## Directions:
Swap "arched window" for "round window" in the listing, from the line with "Highlight the arched" up to and including the line with "[28,177,36,192]". Return only those lines, with everything else left unchanged.

Extracted records
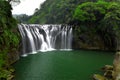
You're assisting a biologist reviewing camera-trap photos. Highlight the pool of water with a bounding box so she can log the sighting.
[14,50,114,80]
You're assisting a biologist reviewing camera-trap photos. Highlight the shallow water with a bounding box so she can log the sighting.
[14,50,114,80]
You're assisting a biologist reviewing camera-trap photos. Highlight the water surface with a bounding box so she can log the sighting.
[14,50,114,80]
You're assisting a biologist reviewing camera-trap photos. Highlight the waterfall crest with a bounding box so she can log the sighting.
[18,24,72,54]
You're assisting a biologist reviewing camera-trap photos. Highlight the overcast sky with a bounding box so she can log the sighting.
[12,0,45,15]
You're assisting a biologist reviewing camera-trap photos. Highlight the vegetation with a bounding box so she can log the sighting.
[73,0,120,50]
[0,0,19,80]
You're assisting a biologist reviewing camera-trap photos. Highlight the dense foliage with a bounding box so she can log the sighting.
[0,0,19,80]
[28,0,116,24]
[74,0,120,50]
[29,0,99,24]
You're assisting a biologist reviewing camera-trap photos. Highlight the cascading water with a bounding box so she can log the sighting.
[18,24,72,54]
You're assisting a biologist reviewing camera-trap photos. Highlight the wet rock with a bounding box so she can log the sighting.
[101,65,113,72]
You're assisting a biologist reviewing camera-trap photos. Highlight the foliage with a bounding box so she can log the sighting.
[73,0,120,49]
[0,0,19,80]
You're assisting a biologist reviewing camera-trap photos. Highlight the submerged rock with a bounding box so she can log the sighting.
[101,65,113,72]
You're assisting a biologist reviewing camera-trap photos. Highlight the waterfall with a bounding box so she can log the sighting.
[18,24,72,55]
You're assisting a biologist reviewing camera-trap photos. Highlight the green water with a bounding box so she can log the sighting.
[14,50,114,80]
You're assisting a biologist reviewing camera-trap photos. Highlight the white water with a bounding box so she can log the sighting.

...

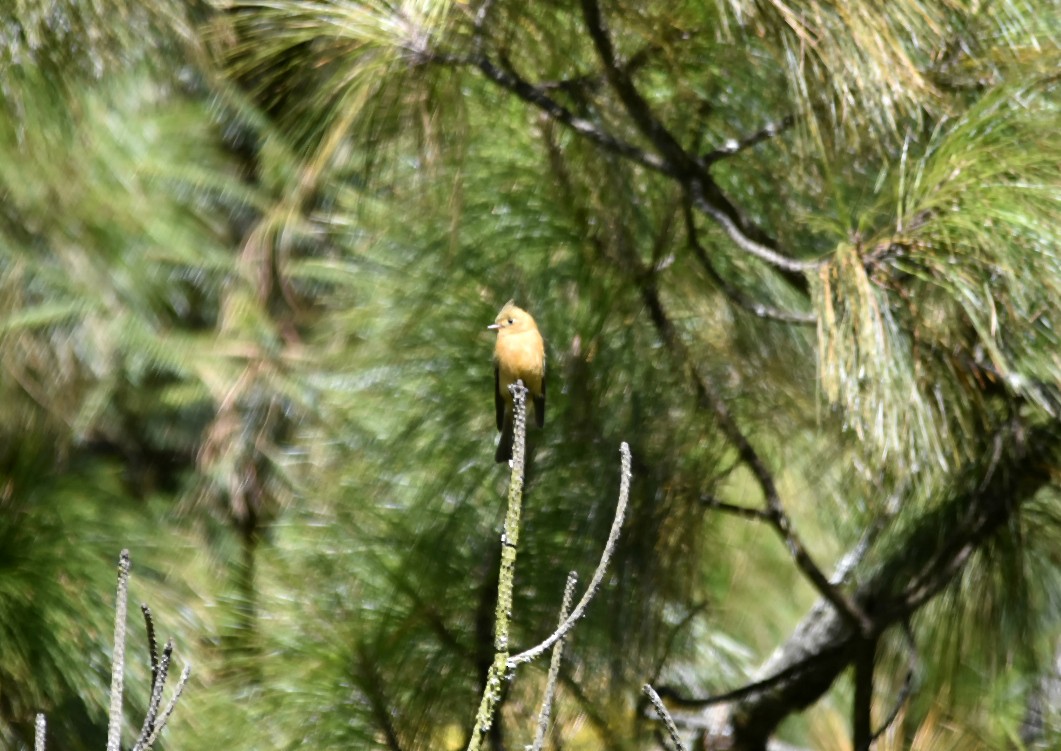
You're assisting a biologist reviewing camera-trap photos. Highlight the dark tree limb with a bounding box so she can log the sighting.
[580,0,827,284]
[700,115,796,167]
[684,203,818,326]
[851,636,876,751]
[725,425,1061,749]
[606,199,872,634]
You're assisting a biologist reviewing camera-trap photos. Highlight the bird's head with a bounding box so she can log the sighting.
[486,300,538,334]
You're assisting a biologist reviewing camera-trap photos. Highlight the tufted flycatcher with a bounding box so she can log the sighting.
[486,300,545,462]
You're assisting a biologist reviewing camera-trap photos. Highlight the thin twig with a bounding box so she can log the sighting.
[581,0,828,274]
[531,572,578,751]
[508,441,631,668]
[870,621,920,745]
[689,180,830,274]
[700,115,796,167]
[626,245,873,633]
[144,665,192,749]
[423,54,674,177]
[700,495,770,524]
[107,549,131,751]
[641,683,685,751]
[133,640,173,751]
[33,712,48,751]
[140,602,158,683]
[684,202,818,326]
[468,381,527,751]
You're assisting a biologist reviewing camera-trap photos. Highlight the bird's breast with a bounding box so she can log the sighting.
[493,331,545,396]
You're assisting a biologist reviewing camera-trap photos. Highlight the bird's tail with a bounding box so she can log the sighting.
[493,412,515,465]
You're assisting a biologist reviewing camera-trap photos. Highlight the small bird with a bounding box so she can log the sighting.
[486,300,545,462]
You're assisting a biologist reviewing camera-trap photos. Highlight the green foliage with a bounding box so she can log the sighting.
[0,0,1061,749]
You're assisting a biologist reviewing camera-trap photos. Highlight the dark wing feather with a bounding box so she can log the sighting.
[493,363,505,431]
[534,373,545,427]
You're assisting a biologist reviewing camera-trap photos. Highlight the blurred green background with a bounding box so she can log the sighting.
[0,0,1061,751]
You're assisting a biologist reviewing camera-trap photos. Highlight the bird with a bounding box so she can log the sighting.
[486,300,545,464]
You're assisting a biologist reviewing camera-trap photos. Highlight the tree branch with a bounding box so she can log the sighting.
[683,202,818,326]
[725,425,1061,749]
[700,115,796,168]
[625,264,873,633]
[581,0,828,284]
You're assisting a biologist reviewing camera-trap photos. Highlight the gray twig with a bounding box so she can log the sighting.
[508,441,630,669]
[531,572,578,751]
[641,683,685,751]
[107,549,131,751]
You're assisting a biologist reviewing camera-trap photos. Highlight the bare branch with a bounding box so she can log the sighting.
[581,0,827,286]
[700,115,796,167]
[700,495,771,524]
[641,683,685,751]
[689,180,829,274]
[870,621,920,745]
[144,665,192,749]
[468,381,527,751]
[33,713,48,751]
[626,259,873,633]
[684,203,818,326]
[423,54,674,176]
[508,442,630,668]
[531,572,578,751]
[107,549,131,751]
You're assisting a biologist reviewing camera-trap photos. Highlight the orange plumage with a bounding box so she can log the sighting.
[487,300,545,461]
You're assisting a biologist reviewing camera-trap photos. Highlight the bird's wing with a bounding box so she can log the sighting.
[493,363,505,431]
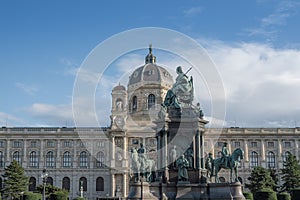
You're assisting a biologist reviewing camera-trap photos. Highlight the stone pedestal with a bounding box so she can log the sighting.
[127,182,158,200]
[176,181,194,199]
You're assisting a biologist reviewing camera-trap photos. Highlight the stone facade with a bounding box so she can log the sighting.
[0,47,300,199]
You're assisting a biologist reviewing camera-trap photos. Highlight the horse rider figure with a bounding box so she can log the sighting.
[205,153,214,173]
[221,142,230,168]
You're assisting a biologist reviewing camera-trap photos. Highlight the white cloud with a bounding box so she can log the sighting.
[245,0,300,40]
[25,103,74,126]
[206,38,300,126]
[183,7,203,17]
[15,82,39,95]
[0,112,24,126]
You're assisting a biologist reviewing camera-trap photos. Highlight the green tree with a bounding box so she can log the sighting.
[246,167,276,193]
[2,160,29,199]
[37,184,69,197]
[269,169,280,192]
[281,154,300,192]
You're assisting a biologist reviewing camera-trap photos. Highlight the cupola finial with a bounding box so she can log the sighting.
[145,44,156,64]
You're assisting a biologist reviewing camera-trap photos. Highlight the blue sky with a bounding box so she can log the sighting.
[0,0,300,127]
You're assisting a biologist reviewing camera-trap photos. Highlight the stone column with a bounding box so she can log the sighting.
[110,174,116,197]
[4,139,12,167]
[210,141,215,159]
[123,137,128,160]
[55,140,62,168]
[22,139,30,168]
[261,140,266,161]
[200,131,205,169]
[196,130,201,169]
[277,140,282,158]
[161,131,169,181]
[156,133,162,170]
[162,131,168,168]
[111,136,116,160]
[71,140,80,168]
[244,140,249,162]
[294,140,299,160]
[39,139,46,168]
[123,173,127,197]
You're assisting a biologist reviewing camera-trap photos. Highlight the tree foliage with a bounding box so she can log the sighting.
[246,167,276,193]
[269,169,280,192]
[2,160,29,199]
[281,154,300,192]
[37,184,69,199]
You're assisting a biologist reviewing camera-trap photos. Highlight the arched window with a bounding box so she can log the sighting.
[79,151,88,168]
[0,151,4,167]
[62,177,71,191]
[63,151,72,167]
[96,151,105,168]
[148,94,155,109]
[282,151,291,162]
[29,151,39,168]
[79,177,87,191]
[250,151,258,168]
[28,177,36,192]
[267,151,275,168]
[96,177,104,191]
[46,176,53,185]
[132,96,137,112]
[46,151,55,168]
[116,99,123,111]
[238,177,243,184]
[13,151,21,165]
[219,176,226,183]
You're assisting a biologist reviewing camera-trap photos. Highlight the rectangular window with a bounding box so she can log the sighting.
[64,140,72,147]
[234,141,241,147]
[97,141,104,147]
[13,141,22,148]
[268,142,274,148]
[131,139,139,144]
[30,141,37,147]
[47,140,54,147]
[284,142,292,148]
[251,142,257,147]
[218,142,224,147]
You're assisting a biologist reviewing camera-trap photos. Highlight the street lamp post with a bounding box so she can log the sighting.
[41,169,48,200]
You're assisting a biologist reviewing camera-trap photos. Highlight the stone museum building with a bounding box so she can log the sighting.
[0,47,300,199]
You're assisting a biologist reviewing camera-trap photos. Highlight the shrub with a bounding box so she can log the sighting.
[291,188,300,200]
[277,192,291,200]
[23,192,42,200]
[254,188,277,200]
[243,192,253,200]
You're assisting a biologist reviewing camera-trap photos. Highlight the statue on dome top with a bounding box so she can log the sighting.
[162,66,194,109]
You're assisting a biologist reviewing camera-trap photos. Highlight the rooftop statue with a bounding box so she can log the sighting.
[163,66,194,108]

...

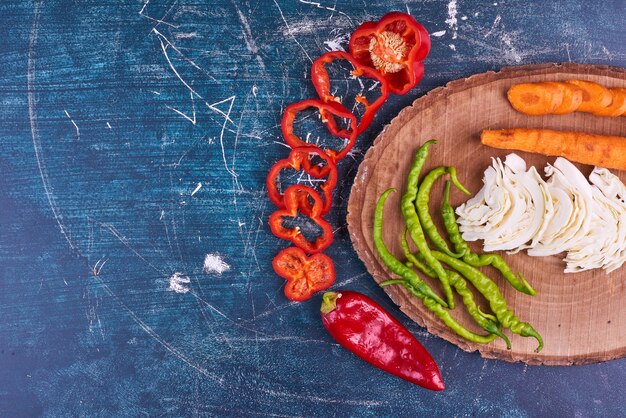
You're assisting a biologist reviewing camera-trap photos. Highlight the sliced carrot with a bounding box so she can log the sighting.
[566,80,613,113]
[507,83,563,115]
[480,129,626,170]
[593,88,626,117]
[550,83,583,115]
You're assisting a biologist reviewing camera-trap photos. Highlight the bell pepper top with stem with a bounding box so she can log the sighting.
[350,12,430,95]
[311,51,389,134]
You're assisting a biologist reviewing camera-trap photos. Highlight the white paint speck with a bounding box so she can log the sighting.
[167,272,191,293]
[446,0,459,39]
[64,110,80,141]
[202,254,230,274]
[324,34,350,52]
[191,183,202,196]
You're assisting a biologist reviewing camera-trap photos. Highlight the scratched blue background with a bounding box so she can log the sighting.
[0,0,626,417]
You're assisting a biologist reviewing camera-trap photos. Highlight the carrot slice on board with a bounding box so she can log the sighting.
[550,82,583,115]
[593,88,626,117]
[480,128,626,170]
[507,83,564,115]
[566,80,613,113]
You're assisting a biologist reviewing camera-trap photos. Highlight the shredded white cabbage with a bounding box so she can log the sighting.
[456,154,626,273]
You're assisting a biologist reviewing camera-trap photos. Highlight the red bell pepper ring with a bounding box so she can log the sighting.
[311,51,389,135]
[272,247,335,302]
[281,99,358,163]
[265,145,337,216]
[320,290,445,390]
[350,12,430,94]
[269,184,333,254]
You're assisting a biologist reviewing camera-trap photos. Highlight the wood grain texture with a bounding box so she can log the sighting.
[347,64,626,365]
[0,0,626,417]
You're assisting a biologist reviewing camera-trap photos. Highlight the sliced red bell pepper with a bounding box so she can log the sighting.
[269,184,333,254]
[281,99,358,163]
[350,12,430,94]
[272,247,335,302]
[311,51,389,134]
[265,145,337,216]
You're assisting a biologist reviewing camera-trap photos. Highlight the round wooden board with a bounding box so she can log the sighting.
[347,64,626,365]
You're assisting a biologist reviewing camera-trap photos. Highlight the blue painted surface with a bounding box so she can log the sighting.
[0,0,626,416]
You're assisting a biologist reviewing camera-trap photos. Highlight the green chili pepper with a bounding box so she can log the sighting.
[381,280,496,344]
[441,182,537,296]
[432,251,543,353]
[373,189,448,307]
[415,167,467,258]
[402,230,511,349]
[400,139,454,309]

## Solution:
You're assisting a biologist reviewing camera-trap photos. Highlight the round window with a bounding box so she can log the sighting.
[79,151,88,168]
[0,151,4,167]
[62,177,71,191]
[63,151,72,167]
[96,151,105,168]
[148,94,155,109]
[282,151,291,162]
[29,151,39,168]
[79,177,87,191]
[250,151,258,168]
[28,177,36,192]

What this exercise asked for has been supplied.